## Source passage

A new cookbook from Bath resident Chris Toy. Photo courtesy of Rockridge Press

Chris Toy has a new cookbook out, “Ramen Made Simple” (Rockridge Press, March, 2021, $13.99), and it might not exist if not for his parents, a Chinese-American couple who adopted Toy from Hong Kong in 1958.

When he was a child, Toy and his father, Alfred, stayed up late on Saturday nights to watch “Twilight Zone.” Too “creeped out” to go to sleep after the show, father and son stayed up to make instant ramen, and counted slurps instead of sheep until it was time for bed. And his mother? In middle school, Grace Toy took her son into the kitchen “and advised that if I didn’t learn to cook for myself, I would get married for the wrong reason,” Chris Toy recalled.

Chef Chris Toy of Bath thinks more Mainers will be making homemade ramen in 2021. Photo courtesy of Stonewall Kitchen Cooking School

Today Toy, 66, who lives on the shores of Merrymeeting Bay in Bath with his wife, Joan, is a retired teacher and principal who has taught Asian cooking for 30 years, in venues that have included a kitchen store in Portland, adult education classes in Bath, and the Stonewall Kitchen Cooking School in York. He has traveled to countries such as Japan (where he ate a lot of ramen) and the Philippines, as an education consultant for Apple. Toy is also a Registered Maine Guide who includes a cooking lesson in every outdoor excursion he leads, and a volunteer cook who makes stir fries and fried rice for 150 at his local soup kitchen.

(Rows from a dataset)
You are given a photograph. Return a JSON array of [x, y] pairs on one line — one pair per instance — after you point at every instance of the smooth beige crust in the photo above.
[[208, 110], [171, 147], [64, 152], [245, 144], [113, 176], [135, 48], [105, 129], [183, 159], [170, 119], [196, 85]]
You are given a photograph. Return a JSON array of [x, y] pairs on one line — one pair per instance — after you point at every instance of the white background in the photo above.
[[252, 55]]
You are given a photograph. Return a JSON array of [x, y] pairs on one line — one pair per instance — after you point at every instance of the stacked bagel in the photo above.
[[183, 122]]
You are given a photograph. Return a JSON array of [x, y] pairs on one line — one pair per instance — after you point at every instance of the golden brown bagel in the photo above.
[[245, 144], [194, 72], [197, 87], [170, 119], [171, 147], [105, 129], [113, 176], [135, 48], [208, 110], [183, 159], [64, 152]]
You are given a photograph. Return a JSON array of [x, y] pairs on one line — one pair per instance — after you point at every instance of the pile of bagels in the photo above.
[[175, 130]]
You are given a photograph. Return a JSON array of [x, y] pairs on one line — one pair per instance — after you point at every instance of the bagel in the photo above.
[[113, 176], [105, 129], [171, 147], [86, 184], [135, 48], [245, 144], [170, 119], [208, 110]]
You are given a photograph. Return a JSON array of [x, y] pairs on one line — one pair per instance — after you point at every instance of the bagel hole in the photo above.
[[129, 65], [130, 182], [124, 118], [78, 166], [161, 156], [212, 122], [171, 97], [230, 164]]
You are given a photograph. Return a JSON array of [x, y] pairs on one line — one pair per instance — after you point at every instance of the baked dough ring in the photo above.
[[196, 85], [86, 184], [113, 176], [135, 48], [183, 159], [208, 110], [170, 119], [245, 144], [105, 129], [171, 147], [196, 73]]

## Actions to take
**A)** Rewrite the paragraph of the Chris Toy article that begins "Today Toy, 66," as a short bulleted list, keeping its main facts.
**B)** Using the Chris Toy article, say whether each statement agrees with it. Answer yes or no, and quote the deciding words.
(i) Toy was adopted from Hong Kong in 1958.
(ii) Toy's mother stayed up with him on Saturday nights to watch "Twilight Zone."
(iii) Toy makes food for 150 people at his local soup kitchen.
**C)** Write the next part of the Chris Toy article, picking up after its last sentence.

## Answers provided
**A)**
- Age 66; lives on the shores of Merrymeeting Bay in Bath with his wife, Joan
- Retired teacher and principal
- Has taught Asian cooking for 30 years at a kitchen store in Portland, adult education classes in Bath, and the Stonewall Kitchen Cooking School in York
- Traveled to countries such as Japan (where he ate a lot of ramen) and the Philippines as an education consultant for Apple
- Registered Maine Guide who includes a cooking lesson in every outdoor excursion he leads
- Volunteer cook who makes stir fries and fried rice for 150 at his local soup kitchen

**B)**
(i) Yes: "adopted Toy from Hong Kong in 1958"
(ii) No: "Toy and his father, Alfred, stayed up late on Saturday nights"
(iii) Yes: "makes stir fries and fried rice for 150 at his local soup kitchen"

**C)**
As Toy grew up, he learned to “doctor” those instant ramen noodles he’d loved as a boy. When his parents came to visit him at Bowdoin College, they brought along cases of instant ramen and 25-pound bags of rice. Eating the noodles by themselves got old fast, he said, so “I would run down to the grocery store and get some vegetables and meat, whatever I could afford.”

By 2005, the year YouTube debuted, Toy was ramen proficient. He set up his own cooking channel, and the first video he posted was a lesson in making egg drop ramen soup. It now has 1.2 million views. Toy has since posted many more ramen-related videos, many of which have thousands, or tens of thousands, of views.

Ramen is having a moment, and more Americans seem to be interested in making it at home. Toy’s new book is a primer on both the history and the building blocks of the dish – broth, tare, noodles and toppings – as well as a source of recipes for both classic (miso, shio, tonkotsu, shoyu) ramens and less common bowls such as lemon ramen, a signature dish at Rinsuzu Shokudo in Tokyo.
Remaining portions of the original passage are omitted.